=== Task statement ===
Lines before the one containing "Drop one point per instance of the dry" are excluded; print that line and every line after it through the end of the material below, exactly.

=== Dataset content ===
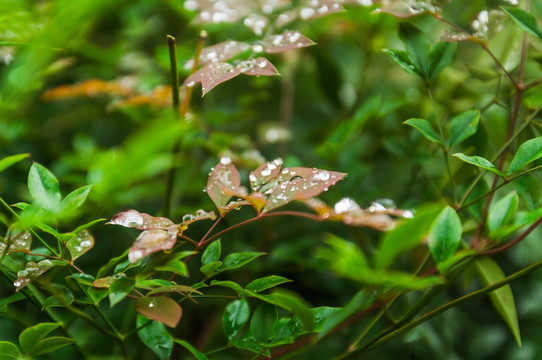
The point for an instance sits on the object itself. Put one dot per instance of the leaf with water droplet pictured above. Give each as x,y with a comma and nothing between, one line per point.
223,183
151,241
160,308
288,40
80,244
301,189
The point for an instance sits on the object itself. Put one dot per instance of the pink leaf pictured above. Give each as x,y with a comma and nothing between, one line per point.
288,40
223,183
218,53
303,188
160,308
151,241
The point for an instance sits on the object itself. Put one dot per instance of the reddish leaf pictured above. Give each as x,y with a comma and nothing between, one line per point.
160,308
223,183
303,188
141,221
80,244
151,241
218,53
288,40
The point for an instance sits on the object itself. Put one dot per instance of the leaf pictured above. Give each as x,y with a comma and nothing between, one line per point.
463,126
236,260
425,128
445,234
404,60
9,350
151,241
75,199
80,244
224,182
235,317
9,161
525,20
265,283
288,40
502,298
119,289
160,308
263,322
211,253
31,337
309,185
503,211
441,55
479,162
528,152
155,337
197,354
43,186
359,302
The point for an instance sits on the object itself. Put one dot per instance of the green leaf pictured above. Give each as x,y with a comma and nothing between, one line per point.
502,298
402,58
211,253
525,20
263,322
464,126
479,162
198,355
230,285
425,128
11,160
528,152
75,199
160,308
265,283
503,211
235,317
359,302
441,55
119,289
155,337
30,337
445,234
9,350
236,260
43,186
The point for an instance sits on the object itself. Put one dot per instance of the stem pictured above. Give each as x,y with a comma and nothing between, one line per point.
384,339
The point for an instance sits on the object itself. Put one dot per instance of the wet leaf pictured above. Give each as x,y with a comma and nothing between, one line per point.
301,189
425,128
502,298
445,234
288,40
223,183
219,53
43,186
503,211
75,199
160,308
235,317
9,161
479,162
263,322
80,244
528,152
155,337
151,241
525,20
211,253
265,283
464,126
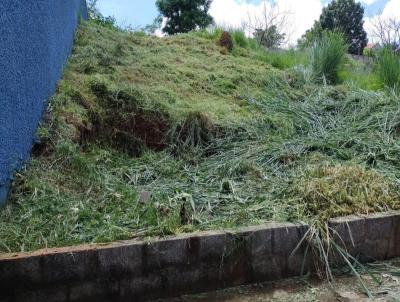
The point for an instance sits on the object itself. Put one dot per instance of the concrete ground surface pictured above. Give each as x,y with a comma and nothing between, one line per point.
345,289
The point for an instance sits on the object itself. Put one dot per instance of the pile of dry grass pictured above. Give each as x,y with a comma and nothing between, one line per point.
338,190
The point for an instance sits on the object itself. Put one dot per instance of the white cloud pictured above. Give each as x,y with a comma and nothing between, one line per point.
391,10
235,13
369,2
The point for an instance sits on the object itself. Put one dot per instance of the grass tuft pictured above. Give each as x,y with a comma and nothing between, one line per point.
327,55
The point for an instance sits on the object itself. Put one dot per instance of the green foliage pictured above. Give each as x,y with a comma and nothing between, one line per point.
184,15
239,139
327,55
346,16
270,37
96,17
311,35
389,68
239,38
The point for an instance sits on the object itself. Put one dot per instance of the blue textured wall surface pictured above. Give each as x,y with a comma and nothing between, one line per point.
36,37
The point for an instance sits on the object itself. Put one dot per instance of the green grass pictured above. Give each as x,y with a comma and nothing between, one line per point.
148,136
327,56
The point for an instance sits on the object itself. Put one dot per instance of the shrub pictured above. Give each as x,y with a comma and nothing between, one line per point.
389,68
226,40
327,55
240,39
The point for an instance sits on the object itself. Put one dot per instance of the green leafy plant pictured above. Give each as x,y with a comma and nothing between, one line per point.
327,55
388,68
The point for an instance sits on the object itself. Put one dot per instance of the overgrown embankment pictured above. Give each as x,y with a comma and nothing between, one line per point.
149,136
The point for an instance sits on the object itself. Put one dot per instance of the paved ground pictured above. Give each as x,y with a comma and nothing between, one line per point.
345,289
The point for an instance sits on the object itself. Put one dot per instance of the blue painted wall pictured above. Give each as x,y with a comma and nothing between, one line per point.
36,37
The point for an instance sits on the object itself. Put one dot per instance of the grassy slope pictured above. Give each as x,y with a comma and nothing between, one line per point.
239,143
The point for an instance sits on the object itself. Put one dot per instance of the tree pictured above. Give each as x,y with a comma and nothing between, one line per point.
386,31
97,17
347,17
270,25
184,15
311,36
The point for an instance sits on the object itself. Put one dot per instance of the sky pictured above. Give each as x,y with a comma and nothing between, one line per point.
232,13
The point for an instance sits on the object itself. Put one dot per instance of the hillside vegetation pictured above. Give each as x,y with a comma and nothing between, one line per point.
154,136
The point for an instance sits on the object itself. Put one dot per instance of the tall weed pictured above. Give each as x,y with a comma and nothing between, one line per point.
327,56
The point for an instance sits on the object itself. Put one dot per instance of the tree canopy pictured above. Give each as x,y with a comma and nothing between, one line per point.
345,16
184,15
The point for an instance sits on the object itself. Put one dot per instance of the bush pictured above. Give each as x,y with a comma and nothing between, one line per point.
327,55
226,40
240,38
388,68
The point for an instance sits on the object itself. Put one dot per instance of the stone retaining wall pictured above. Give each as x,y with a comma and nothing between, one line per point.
138,271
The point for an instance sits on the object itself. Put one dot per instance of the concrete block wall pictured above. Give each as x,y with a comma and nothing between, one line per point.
36,37
193,263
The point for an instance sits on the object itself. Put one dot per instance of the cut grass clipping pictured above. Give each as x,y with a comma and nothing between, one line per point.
144,139
340,190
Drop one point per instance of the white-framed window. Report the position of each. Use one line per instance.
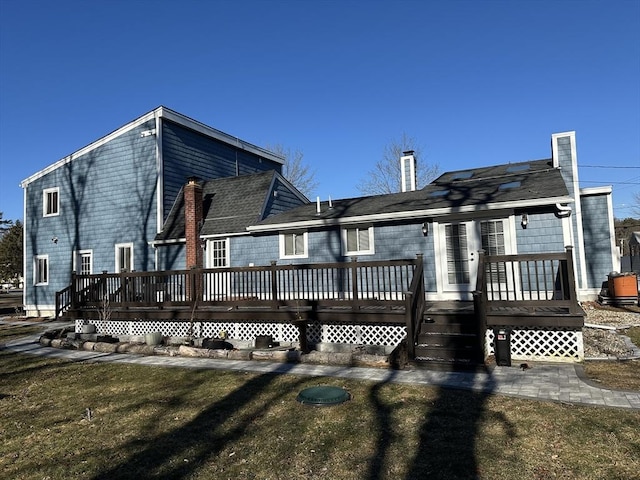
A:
(124, 257)
(83, 262)
(294, 245)
(41, 270)
(357, 241)
(218, 253)
(50, 202)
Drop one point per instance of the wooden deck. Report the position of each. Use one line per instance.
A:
(519, 291)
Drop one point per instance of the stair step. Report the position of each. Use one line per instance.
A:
(450, 365)
(447, 353)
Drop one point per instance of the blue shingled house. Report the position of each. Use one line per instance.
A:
(101, 207)
(165, 193)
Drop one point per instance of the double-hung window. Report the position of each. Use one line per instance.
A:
(51, 202)
(41, 270)
(217, 253)
(293, 245)
(357, 241)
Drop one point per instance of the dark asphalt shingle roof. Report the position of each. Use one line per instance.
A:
(230, 205)
(534, 180)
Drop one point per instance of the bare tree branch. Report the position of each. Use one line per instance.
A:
(295, 170)
(385, 177)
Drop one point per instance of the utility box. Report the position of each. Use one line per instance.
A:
(502, 346)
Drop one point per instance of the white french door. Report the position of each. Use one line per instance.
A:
(457, 248)
(217, 283)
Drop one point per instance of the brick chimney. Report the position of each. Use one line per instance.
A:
(193, 222)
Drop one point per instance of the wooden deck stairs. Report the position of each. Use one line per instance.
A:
(449, 339)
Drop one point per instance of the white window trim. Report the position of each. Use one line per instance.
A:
(36, 261)
(118, 268)
(346, 252)
(76, 256)
(45, 196)
(210, 250)
(305, 239)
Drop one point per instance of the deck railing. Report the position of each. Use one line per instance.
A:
(354, 283)
(529, 283)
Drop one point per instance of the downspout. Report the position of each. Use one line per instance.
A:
(563, 210)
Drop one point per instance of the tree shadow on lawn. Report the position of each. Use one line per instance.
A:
(448, 436)
(199, 439)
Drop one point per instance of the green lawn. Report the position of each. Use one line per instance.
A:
(67, 420)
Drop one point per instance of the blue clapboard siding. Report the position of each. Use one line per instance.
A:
(187, 153)
(544, 234)
(107, 196)
(597, 239)
(391, 243)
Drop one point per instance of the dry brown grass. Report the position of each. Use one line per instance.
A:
(150, 422)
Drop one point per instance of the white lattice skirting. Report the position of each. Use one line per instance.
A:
(316, 333)
(557, 344)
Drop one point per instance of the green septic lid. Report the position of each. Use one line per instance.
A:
(323, 395)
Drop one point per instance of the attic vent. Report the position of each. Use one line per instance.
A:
(509, 186)
(518, 168)
(462, 176)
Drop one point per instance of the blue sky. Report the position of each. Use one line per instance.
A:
(474, 82)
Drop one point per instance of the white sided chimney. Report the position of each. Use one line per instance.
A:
(408, 169)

=== Right answer ===
Drop one point per instance of the dry brown grass. Report the position of each. Use one line per instance.
A:
(150, 422)
Drop one point per instance of the white lattice skirting. Report the position of each. Use one line per instance.
A:
(316, 333)
(557, 344)
Drop one point per instance of the green septic lid. Report the position of each. Use one line per instance.
A:
(323, 395)
Drop one point per instance of the attic vent. Report the position of each. Use one line per instance.
A:
(509, 186)
(518, 168)
(462, 176)
Drop one point per instance of the blue sky. Report the position of each. Use one line per instance.
A:
(474, 82)
Drop one point per instance of the white sided chimney. Report the position of each. Use one line per instance.
A:
(408, 169)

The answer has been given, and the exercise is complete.